> **DOCUMENT EXCERPT**:
Beaver pond construction in permafrost and idealized cross-section. Stream flowing through ice-rich permafrost into a lake in a 1955 aerial photograph (note ice wedge polygons), and in a 2020 GeoEye satellite image (© 2022 Maxar, Inc.) showing multiple beaver dams and ponds (enlarged black areas denoted by red dots). Lower panels a & b portray (1) observed impoundment by beaver dams and (2) theoretical changes resulting from increased heat absorption, enhanced groundwater flow, permafrost thaw, and subsidence. Supplementary Fig. 1 shows a similar example.

Exhaustive beaver pond mapping on the scale shown here has not previously been implemented in the Arctic. Scattered observations in northern Canada, as in Alaska, indicate that beaver engineering is expanding into new areas44, in some locations reaching the Arctic coast, though changes in pond extent and density have not been studied in most treeline and tundra regions. Given the vastness of northern Canada compared to northwest Alaska, the number of new beaver ponds could be an order of magnitude larger than 10,000 in Canada. Observations from Asia indicate that beavers are well south of the Arctic, but moving northward since 201045, with a similarly vast permafrost region to the north of seemingly favorable beaver habitat. With beaver engineering rapidly moving into the Arctic tundra, our findings from Alaska emphasize the need for circumarctic mapping and collaborative research on this new and rapidly expanding disturbance regime.

Important questions remain about what is causing the expanding distribution, whether climate change ameliorating habitat, population rebound from overtrapping, or other factors. One approach to elucidating the causes is to determine whether beavers were present in tundra regions prior to the advent of the fur trade in the 1700s; active research integrating Indigenous Knowledge and beaver bones and teeth in archaeological sites is exploring this question. A better understanding of what is driving these changes could lead to predictions of where and how rapidly future colonization will occur, such as on the North Slope of Alaska. Will beavers colonize the northern Arctic of Alaska (Fig. 2), Canada, and Asia, and if so, when? Our findings here indicate that the scale of beaver engineering is much greater than previously known, and that abrupt permafrost thaw is occurring underneath and surrounding most of these beaver ponds. Research involving scientists and local knowledge holders is critically needed to address ‘downstream’ implications of beaver engineering for permafrost, carbon cycling, fish, boat access, water quality, food webs, interspecific interactions, and the myriad aspects of lowland ecosystems that beavers are known to affect46.

> **RECORD EXCERPTS**:
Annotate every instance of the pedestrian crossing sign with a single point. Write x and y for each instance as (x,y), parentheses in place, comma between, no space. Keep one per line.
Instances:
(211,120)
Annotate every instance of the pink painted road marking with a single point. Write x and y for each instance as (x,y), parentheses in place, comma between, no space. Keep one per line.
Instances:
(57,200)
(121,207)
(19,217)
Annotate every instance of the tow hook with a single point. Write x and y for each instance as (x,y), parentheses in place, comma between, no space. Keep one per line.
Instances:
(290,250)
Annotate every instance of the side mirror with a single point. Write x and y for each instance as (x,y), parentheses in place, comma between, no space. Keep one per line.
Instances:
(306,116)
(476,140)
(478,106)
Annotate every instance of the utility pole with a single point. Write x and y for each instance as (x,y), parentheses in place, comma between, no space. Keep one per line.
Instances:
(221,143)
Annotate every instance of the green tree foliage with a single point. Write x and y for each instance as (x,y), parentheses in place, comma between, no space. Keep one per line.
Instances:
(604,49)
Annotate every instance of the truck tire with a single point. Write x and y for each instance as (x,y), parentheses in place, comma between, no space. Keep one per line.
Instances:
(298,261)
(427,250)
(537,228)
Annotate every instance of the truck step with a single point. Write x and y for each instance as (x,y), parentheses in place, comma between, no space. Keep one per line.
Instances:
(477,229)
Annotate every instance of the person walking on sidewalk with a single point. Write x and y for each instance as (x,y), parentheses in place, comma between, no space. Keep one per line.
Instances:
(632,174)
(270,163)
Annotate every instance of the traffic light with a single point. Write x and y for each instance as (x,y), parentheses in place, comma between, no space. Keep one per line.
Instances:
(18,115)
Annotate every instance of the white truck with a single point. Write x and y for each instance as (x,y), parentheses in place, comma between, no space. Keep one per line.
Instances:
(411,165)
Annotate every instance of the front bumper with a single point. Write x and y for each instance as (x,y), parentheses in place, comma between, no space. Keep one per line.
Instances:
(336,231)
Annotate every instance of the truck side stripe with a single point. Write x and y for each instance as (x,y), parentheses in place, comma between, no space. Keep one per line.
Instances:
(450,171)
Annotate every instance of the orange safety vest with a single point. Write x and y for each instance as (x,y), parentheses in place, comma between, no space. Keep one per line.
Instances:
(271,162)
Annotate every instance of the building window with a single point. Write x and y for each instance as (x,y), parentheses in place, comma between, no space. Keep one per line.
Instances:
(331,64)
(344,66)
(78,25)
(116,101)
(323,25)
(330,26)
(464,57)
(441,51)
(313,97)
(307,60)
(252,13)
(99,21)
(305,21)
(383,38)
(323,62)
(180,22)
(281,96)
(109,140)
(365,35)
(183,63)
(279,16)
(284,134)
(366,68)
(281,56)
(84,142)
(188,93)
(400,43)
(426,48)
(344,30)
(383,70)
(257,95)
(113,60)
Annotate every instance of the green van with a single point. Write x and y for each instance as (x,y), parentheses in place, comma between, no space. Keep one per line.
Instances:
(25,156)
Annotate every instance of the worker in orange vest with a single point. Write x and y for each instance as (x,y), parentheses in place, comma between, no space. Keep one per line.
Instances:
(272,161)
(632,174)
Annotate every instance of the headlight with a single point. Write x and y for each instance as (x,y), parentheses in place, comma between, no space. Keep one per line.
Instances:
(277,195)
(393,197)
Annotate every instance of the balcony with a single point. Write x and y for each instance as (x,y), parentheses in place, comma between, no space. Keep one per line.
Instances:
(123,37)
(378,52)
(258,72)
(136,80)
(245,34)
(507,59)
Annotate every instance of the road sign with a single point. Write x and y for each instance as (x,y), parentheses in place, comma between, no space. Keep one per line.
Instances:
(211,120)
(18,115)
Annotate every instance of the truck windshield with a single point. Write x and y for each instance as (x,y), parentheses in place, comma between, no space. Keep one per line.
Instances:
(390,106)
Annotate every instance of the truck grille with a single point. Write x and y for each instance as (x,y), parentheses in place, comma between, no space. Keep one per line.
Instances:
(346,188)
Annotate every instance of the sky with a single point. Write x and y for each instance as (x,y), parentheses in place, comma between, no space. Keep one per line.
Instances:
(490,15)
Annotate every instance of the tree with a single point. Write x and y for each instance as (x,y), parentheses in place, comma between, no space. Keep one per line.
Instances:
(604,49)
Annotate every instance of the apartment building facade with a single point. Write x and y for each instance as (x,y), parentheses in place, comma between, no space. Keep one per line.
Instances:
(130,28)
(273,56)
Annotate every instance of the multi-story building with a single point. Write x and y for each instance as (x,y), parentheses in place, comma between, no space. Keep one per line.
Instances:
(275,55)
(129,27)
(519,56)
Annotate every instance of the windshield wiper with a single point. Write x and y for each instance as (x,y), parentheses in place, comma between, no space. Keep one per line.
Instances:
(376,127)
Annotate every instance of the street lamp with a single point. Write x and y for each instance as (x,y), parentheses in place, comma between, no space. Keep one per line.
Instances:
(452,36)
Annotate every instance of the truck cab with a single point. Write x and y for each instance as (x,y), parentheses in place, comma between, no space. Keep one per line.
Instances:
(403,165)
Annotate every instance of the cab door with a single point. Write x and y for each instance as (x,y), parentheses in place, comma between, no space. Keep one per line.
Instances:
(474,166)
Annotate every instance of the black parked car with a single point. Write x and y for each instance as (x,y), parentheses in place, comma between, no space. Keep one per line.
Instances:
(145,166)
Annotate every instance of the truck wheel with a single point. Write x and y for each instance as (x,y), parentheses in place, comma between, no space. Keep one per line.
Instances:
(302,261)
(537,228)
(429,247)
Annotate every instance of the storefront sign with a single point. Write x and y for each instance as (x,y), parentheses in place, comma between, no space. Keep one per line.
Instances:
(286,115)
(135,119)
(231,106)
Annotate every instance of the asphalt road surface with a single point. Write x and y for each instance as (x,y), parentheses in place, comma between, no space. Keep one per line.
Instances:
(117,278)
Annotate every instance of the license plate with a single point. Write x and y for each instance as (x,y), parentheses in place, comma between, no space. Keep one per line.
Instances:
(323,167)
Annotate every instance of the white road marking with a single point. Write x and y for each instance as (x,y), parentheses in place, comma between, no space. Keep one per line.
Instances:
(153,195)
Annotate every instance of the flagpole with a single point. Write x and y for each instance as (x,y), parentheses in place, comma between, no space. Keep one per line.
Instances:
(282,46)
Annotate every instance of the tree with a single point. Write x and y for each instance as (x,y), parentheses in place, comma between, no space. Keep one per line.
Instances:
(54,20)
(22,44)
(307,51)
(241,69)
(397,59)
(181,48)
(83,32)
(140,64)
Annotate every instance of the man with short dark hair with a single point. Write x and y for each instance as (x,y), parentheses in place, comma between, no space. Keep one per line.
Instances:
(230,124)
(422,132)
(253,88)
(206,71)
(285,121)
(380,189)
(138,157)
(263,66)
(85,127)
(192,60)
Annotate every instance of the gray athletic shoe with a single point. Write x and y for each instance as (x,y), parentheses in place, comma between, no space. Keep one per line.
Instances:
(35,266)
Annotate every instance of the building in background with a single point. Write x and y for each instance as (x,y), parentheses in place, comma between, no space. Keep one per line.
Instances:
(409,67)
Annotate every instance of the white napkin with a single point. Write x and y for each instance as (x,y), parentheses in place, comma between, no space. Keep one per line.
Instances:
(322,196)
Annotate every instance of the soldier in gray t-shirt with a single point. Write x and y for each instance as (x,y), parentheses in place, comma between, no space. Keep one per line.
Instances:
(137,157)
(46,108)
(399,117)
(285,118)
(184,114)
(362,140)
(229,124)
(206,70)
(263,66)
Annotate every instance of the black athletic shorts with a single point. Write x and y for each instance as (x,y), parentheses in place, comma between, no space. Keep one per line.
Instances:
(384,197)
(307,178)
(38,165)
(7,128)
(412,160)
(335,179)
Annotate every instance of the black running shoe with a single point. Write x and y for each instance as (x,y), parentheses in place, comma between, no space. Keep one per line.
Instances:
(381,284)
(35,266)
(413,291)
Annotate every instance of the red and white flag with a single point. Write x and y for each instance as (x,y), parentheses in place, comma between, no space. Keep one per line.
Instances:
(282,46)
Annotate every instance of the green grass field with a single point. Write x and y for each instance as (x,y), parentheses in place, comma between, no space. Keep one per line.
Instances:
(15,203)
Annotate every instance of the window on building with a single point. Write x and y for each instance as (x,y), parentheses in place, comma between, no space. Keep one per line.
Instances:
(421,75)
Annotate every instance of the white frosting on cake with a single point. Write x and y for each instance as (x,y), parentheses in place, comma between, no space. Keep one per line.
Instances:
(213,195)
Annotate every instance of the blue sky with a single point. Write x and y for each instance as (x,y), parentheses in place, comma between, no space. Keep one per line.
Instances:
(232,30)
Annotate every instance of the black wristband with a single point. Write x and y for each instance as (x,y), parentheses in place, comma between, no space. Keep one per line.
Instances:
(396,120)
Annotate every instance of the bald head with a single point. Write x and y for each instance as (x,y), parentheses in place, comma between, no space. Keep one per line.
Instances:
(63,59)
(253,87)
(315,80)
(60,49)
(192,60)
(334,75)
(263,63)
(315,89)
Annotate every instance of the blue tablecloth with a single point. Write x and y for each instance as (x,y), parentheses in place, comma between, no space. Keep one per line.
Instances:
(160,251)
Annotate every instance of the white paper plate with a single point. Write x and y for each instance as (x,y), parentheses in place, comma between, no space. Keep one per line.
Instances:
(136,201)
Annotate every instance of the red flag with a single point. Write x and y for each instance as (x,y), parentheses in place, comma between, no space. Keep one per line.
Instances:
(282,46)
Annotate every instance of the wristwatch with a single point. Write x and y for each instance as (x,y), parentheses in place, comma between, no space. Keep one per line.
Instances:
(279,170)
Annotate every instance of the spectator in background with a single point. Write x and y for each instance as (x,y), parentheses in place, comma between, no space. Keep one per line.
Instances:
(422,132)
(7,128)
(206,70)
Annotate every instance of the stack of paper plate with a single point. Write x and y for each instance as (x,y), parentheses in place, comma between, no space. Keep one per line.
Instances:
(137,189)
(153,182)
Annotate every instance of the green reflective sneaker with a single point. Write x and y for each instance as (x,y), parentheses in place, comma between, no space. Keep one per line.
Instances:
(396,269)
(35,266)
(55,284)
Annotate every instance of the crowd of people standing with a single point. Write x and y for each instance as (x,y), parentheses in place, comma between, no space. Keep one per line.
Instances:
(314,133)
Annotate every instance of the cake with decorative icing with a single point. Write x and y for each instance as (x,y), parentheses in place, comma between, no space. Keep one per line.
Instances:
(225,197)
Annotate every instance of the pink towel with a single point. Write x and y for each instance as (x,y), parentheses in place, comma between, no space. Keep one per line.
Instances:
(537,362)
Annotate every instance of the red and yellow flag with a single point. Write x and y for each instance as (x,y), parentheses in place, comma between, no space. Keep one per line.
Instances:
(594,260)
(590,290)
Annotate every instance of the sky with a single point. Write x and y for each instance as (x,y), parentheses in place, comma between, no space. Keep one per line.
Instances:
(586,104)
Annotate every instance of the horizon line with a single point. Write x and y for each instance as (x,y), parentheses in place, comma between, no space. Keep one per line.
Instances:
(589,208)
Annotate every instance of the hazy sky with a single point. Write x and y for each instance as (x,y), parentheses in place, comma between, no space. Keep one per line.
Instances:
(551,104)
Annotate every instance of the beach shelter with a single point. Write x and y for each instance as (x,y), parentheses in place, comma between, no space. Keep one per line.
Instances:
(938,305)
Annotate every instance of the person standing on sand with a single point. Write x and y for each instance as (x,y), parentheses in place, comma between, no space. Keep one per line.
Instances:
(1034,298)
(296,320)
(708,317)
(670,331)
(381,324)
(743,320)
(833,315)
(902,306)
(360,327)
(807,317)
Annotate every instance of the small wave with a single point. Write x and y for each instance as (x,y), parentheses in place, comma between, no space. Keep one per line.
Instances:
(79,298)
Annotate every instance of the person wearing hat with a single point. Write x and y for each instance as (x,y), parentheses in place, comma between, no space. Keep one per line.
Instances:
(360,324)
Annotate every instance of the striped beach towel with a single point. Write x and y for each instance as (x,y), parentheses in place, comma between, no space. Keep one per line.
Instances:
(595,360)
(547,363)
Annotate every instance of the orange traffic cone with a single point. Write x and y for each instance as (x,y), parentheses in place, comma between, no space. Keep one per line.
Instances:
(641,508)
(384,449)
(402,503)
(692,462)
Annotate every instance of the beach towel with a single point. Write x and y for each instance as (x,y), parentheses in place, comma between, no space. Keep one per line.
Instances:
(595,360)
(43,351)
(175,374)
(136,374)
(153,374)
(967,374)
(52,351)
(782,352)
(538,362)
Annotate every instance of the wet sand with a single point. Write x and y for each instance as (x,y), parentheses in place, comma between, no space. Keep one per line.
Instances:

> **PROBLEM DESCRIPTION**:
Answer these questions about the beaver pond excerpt:
1. In what year was the aerial photograph of the stream flowing into a lake taken?
2. What kind of satellite image shows the beaver dams and ponds in 2020?
3. When did the fur trade begin, according to the excerpt?

> **ANSWER TO THE TASK**:
1. 1955
2. A GeoEye satellite image
3. In the 1700s